**PASSAGE FOR REVIEW**
The Ascent of Science by Brian Silver, Oxford University Press, $35, 517 pages.





The News & Observer


February 15, 1998

The Ascent of Science

By Phillip Manning

In times past, intellectuals in the humanities understood the principles of mathematics and science. Plato is supposed to have chiseled above the door of his Academy, "Let no one ignorant of mathematics enter my door." Voltaire said of the great scientist Isaac Newton, "We are all his disciples now." By the twentieth century, though, attitudes had changed.

In 1959, the British physicist and novelist C.P. Snow gave a famous lecture entitled "The Two Cultures and the Scientific Revolution." Snow suggested that a fully educated person should have knowledge of the sciences -- and that most humanists didn't meet this criteria. This brought a bristly response from F.R. Leavis, the Cambridge don who ruled the literary roost. "The intellectual nullity is what constitutes any difficulty there may be with Snow's panoptic pseudo-cogencies, . . ." The English Department, he said, was the heart of the university and implied that science was not a proper subject for intellectuals. In "The Ascent of Science," Brian Silver, a professor of physical chemistry at the Israel Institute of Technology, refutes the learned English professor. He points out that Watson and Crick had just discovered the double helix of DNA at Cambridge in 1959, and Frederick Sanger was determining the structure of insulin. What was going on in the English Department? Not much, says Silver. "There was, of course, criticism, criticism of criticism, and so on -- infinite reflections in parallel mirrors."

This book is a text for nonscientists who wish to complete their education. Although it is intended for the lay reader, the science is rigorous and humanists will have to work hard to understand it. But those who do can indeed consider themselves "fully educated." The goal is worthwhile, says Silver. "Science is not a harmless intellectual pastime. In the past two centuries we have moved from simply being observers of nature to being, in a modest but growing way, its controller. The layman can no longer afford to stand to one side, ignorant of the meaning of the advances that will determine the kind of world that his children will inhabit."

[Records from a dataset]

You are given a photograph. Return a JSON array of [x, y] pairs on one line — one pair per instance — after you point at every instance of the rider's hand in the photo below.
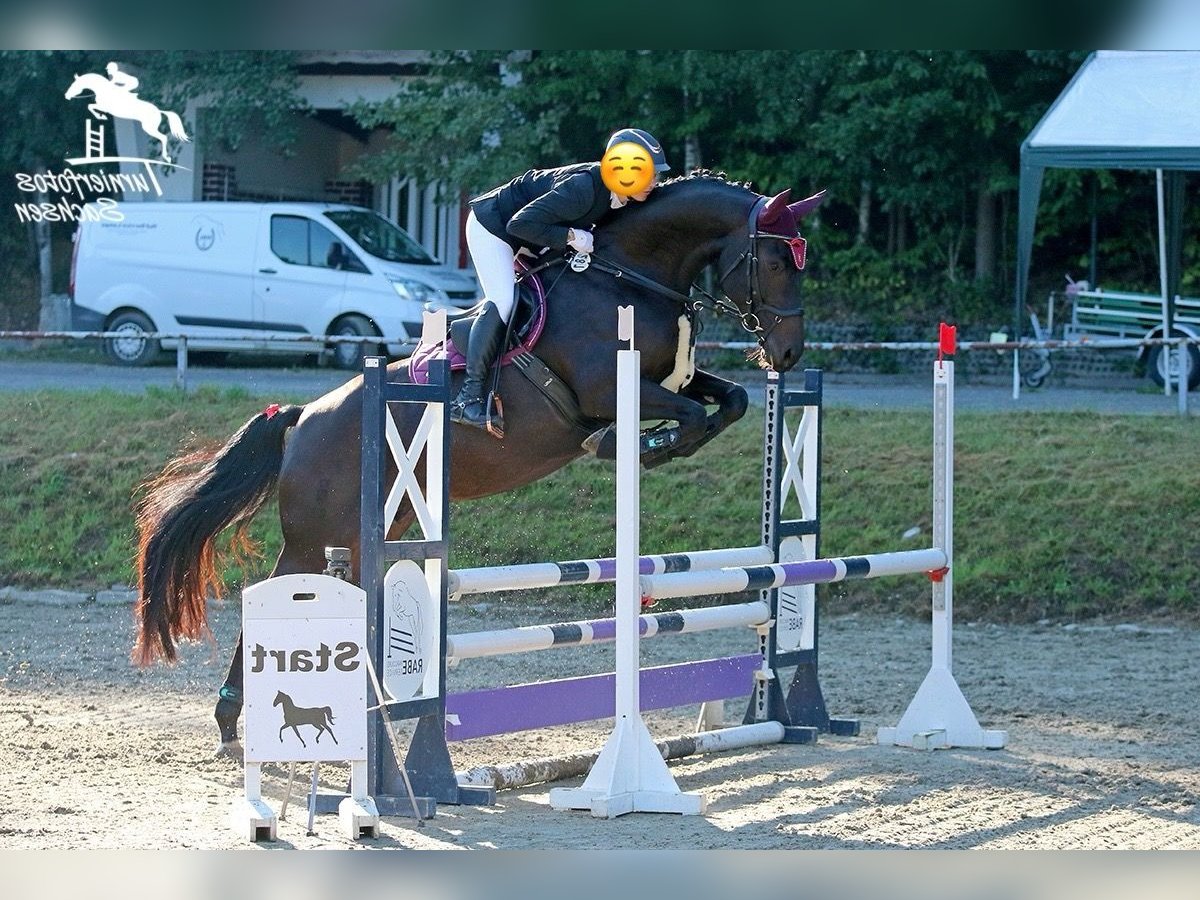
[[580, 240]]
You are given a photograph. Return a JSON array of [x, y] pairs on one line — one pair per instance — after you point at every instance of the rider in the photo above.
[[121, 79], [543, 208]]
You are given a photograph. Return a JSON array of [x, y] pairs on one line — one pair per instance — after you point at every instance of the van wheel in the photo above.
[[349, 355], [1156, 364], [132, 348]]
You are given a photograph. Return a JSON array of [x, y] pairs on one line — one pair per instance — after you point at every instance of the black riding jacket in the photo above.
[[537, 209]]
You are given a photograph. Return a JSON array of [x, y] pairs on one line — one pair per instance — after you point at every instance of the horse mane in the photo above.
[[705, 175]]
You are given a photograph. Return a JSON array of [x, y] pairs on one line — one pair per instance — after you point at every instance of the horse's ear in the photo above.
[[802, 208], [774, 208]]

---

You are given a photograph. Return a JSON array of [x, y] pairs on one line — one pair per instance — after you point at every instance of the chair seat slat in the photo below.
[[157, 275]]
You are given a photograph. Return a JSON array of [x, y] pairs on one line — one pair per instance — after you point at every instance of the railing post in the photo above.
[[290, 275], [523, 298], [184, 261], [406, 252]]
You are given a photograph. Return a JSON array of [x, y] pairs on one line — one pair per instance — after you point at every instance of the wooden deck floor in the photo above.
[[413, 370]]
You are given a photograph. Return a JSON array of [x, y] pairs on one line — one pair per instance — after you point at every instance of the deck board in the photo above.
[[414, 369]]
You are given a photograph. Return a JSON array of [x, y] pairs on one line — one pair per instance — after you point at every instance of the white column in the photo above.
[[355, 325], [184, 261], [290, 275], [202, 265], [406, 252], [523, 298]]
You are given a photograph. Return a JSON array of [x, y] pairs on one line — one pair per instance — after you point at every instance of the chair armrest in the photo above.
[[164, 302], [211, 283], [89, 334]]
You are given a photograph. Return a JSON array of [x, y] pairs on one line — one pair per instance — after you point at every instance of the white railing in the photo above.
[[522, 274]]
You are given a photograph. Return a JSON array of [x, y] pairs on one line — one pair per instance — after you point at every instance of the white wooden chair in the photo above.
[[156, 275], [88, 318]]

**EXERCISE DETAILS**
Carry on the review of "The Ascent of Science," starting right after its last sentence. The data stands apart from the review and is its own material.

**TASK RESPONSE**
The scope of the book is immense. Perhaps as a consequence, the writing is uneven -- occasionally cutesy and sometimes dense. But the author's enthusiasm for his subject compensates for these deficiencies, and the sheer amount of ground he covers makes the book a towering achievement. Silver traces the ascent of science, the physics and chemistry and biology that helped create modern Western society. He ranges from the motions of planets to the secrets of atoms, from the big bang to black holes, from classical genetics to cloning, from thermodynamics to quantum mechanics. The cast of characters is equally broad: Newton and Galileo, Mendel, Einstein, Stephen Hawking, and many more.

Silver begins by providing us with a definition of what science is -- and isn't. "Science is not a means of obtaining absolute truth," he writes. "The real test of a scientific theory is not whether it is 'true.' The real test is whether it works." He then gives an example of how science progresses. In 1687, Newton's "Principia" was published. In it, he formulated (among other things) the laws of motion and gravity that explain the movements of planets in the solar system, overturning the laws of motion proposed by Aristotle. No one questioned Newtonian physics for over 200 years, until an obscure German scientist named Albert Einstein realized that Newton's second law of motion did not hold at velocities near the speed of light.
Einstein revised Newton's law. The result was the special theory of relativity, which changed forever the way physicists view space and time. It also the changed the world. In a mathematical footnote to special relativity, Einstein showed that mass and energy were equivalent, a result that led to the most famous equation of all: E=mc2 . It also led to the most famous explosion of all, the mushroom cloud that rose over the New Mexico desert on July 16, 1945, and launched the atomic age.

The best-written section of the book deals with entropy, one of the most misunderstood concepts in science. The second law of thermodynamics can be stated as "The entropy of the universe is continually increasing." Or, as my thermodynamics professor Henry Thomas used to say, "In an isolated system, entropy cannot decrease." Because entropy is a measure of disorder, an easily understood idea, nonscientists sometimes misuse the law to make points that have nothing to do with science.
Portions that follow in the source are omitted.